Return the whole listing, line for line, without the pictures in it.

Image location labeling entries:
· · · · · · ·

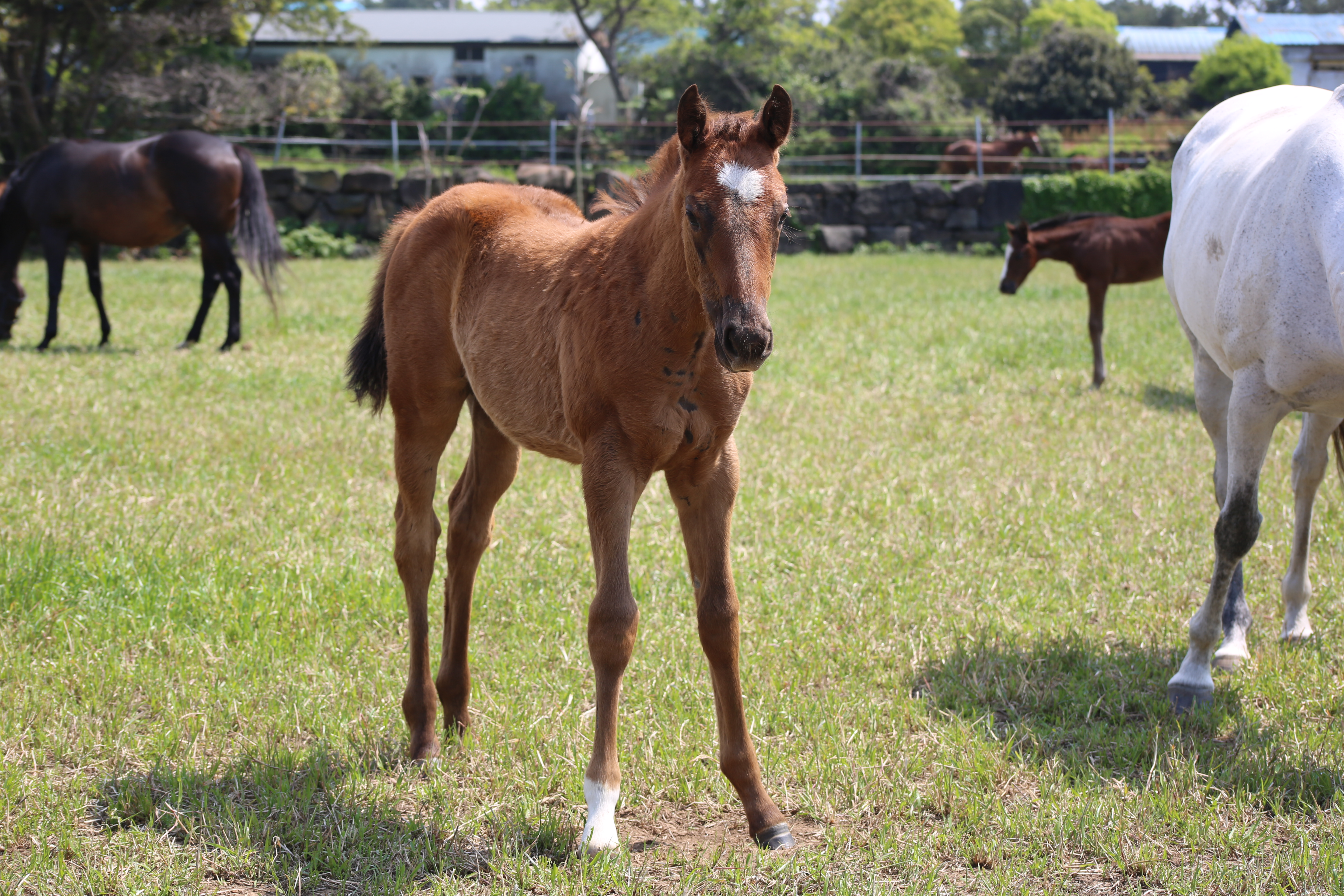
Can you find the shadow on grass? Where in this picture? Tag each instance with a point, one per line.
(1101, 710)
(302, 816)
(1165, 399)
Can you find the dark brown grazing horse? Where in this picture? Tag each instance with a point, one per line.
(994, 150)
(136, 195)
(626, 346)
(1103, 249)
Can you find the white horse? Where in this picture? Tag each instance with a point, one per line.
(1256, 268)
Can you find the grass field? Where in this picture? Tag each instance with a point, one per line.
(966, 580)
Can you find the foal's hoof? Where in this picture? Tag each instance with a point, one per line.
(775, 837)
(1186, 699)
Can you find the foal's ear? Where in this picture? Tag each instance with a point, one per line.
(691, 117)
(776, 119)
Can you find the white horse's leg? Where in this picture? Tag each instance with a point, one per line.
(1310, 463)
(1249, 417)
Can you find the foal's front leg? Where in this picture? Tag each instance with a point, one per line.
(611, 492)
(704, 498)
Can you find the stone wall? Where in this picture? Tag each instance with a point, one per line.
(827, 217)
(838, 216)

· · · · · · ·

> [Solved exercise]:
Can you find the shadow on grass? Where in this picture? Tag each instance with a point, one per line.
(1101, 710)
(302, 816)
(1165, 399)
Can you find the dark brown grazing horse? Where in this picture? Tag each instance with a point, one per line.
(994, 150)
(136, 195)
(626, 346)
(1103, 249)
Can you find the white horse? Where in this picture? Tag each instance with a point, one per line.
(1256, 268)
Can you find the grass field? Where in this picture? Tag each instance with a point, one per line.
(966, 580)
Can you find the foal's hoof? Where in this picture? Tag each instance with a point, one per line.
(775, 837)
(1186, 699)
Can you find the foal's ear? Where in this picture? Tag each instance with a point, one per line.
(691, 117)
(776, 119)
Can you find the white horse's leg? Where in this picture? Tag each instance with a point, one per line.
(1310, 463)
(1249, 417)
Can you find the foal's front leg? Where in this picture? Tag each instance with a point, one per line.
(611, 492)
(704, 498)
Can you find the stone wall? Where in this picture? Tag each instance with a point, one per line.
(827, 217)
(838, 216)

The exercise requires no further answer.